[Exercise directions]
Report every line of the listing below in which the string "mushroom" appears.

*** Opening of Data to use ***

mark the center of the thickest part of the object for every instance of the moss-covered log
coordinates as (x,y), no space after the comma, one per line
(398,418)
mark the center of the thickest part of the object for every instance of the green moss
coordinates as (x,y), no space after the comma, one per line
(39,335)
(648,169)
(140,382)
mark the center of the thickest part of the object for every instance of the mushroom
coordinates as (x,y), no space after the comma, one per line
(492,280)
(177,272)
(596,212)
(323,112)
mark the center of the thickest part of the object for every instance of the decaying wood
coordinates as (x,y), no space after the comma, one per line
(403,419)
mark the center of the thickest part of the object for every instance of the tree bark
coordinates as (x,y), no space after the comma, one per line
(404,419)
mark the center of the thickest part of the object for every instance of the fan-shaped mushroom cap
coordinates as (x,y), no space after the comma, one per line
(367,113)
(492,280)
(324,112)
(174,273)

*** Close of Data to use ***
*** Opening of Data to use ***

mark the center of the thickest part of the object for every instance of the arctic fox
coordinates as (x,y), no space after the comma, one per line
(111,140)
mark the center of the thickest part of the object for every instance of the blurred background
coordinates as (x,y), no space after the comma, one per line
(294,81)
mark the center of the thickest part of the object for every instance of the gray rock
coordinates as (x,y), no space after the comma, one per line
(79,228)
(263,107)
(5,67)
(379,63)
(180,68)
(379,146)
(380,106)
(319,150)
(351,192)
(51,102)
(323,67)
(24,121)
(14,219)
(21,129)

*** Close of Data to use ***

[Response below]
mark the center of the thickest part of the object for every instance of the mushroom
mark the center of the thickest part of the object for every instance of the fan-shaped mushroom cap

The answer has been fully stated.